━━━━━ Dataset content

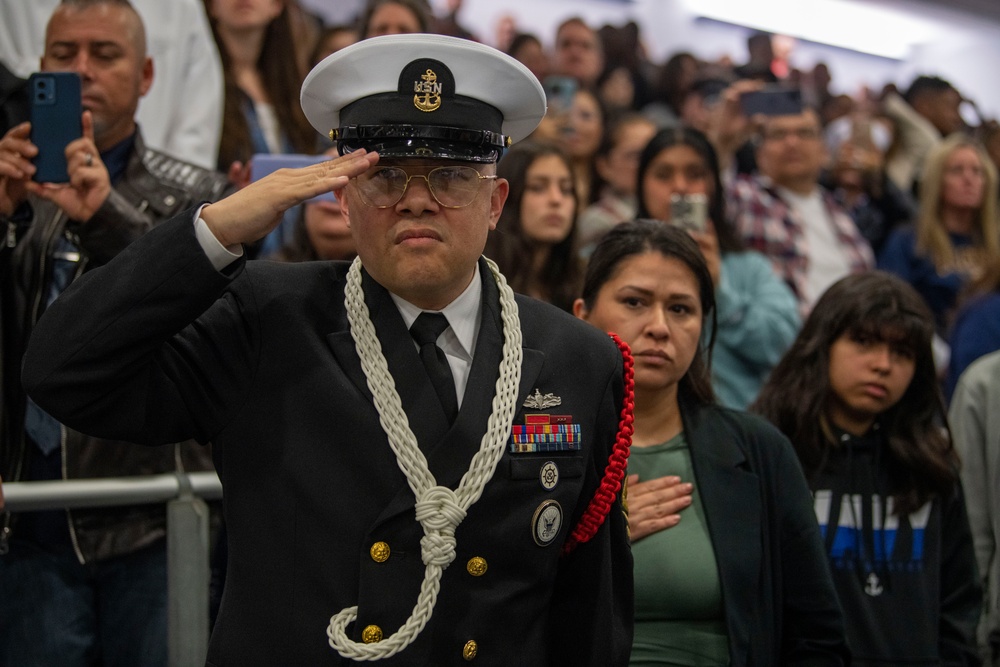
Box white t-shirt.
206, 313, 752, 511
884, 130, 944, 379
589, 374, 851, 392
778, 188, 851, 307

━━━━━━━━━━
━━━━━ Dataset content

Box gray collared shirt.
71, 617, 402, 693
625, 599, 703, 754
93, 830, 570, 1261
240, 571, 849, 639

━━━━━━━━━━
━━━━━ Dataset content

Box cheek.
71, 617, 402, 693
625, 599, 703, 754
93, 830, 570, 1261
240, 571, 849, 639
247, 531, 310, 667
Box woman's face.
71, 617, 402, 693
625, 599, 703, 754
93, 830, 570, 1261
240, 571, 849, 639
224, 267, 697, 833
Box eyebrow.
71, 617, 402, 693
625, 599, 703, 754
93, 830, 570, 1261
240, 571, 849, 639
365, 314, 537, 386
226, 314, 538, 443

━━━━━━━━━━

Print the rows from the line with "Box white t-shirt." to the line with "778, 188, 851, 307", both included, with no changes.

> Correct output
Box white t-shirt.
206, 313, 752, 511
884, 130, 944, 379
589, 374, 851, 392
778, 188, 851, 307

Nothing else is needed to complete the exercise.